Set down each entry again exactly as written.
START Exercise data
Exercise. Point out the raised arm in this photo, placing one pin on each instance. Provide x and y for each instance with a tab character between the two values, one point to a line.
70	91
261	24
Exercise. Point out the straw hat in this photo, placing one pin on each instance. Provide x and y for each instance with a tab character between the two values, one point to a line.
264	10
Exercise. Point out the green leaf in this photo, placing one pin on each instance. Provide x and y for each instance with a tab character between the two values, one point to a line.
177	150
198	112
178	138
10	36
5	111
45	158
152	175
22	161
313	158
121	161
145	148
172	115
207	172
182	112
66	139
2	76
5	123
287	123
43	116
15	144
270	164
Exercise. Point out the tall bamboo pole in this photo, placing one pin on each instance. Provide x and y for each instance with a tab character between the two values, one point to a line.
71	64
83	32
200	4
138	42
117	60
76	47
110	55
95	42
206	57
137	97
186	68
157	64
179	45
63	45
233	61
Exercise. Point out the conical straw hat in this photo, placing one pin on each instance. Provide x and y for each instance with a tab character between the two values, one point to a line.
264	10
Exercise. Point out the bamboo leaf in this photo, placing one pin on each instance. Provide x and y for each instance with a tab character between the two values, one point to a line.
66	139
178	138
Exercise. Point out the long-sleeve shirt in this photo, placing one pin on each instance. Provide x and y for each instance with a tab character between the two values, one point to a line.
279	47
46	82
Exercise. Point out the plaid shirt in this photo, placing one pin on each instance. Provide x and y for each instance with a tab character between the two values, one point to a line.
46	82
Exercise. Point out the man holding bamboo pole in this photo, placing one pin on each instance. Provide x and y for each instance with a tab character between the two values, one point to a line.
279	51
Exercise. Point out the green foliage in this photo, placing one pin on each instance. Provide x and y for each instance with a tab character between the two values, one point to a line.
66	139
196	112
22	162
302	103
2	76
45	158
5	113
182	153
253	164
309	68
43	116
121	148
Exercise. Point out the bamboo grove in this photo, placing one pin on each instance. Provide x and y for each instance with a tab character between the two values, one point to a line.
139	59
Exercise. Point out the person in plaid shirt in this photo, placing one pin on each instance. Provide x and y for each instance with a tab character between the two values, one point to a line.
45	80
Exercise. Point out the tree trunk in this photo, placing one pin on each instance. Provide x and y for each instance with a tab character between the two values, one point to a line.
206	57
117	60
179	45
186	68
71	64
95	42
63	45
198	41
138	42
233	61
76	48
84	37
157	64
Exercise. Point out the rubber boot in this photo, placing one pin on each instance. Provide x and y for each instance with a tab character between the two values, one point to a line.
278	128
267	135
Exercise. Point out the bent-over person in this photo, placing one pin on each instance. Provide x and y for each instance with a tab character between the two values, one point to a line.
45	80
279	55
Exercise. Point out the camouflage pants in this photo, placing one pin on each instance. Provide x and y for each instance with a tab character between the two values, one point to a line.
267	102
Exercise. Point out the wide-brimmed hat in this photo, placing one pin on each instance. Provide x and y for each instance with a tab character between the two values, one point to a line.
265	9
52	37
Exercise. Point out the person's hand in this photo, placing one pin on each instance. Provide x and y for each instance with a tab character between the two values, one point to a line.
END Exercise data
* **Written solution**
Exercise. Point out the raised arm in this photo, placing one pin on each instance. Provide x and y for each instance with a tab character between the two values, one point to a line.
70	91
261	24
Exercise. Point out the straw hat in this photo, placing one pin on each instance. Provide x and y for each instance with a tab character between the two values, one point to a line.
264	10
Exercise. Point out the green leaf in this photo, placing one pin on each instance. Provide x and y for each instance with a tab character between the two values, one point to a line.
177	150
198	112
178	138
10	36
5	111
45	158
152	175
22	161
313	158
121	161
145	148
172	115
207	172
182	112
66	139
2	76
5	123
287	123
43	116
15	144
270	164
Exercise. Point out the tall bamboo pole in this photo, placing one pin on each instance. Provide x and y for each instance with a tab character between the two values, one point to a line.
71	64
83	32
200	4
138	42
117	60
76	47
110	55
95	42
206	57
137	97
186	68
157	64
179	45
63	45
233	61
Exercise. Point out the conical straw hat in this photo, placing one pin on each instance. Provide x and y for each instance with a tab character between the two values, one point to a line.
264	10
Exercise. Point out the bamboo leaf in this photo, placing one pin on each instance. Provide x and y for each instance with a tab character between the two values, one point to a line.
66	139
178	138
Exercise. Point out the long-sleeve shirt in this photo, placing one pin on each instance. Provide x and y for each instance with a tab character between the two values, one point to a line.
279	47
46	82
Exercise. Point out the plaid shirt in this photo, placing one pin on each instance. Provide x and y for each instance with a tab character between the two values, one point to a line.
46	82
Exercise. Point out the man holding bamboo pole in this photo, placing one pin on each instance. Provide x and y for each instance with a tab character between the two values, one point to a line.
279	51
Exercise. Point out the green foliage in this photo, placing one pin on each instance. Provide x and y for each instance with a tab character between the two values, one point to a line.
66	139
196	112
22	162
302	103
2	76
45	158
5	113
182	153
253	164
309	68
43	116
121	148
Exercise. Point out the bamboo grove in this photo, placing one pin on each instance. Provide x and y for each instance with a tab character between the two values, one point to a line.
139	59
Exercise. Point out the person in plaid shirt in this photo, placing one pin on each instance. Provide x and y for each instance with a tab character between the two values, one point to a line.
45	80
Exercise. Point out the tree trunk in this photo, placing one pin on each instance. Provide x and y for each instance with a tab character between the two values, one point to a line.
206	57
117	60
179	45
186	68
71	64
95	42
63	45
198	41
138	42
233	61
76	48
84	37
157	64
Exercise. Point out the rubber boot in this photo, placing one pin on each instance. Provide x and y for each instance with a tab character between the two values, one point to a line.
278	128
267	135
Exercise. Point out the bent-over person in this photo, placing one pin on each instance. Provide x and y for each instance with a tab character between the two values, one point to a line.
45	80
279	55
Exercise. Point out the camouflage pants in this photo, placing one pin on each instance. Provide x and y for each instance with a tab character between the two values, one point to a line.
267	102
Exercise. Point out the wide-brimmed hat in this photo, placing one pin on each instance. Provide x and y for each instance with a tab character between the two values, one point to a line.
265	9
52	37
Exercise. Point out the person's hand in this photo, placing one pin on each instance. Provide x and y for each instance with a tab character between the two values, one point to a line.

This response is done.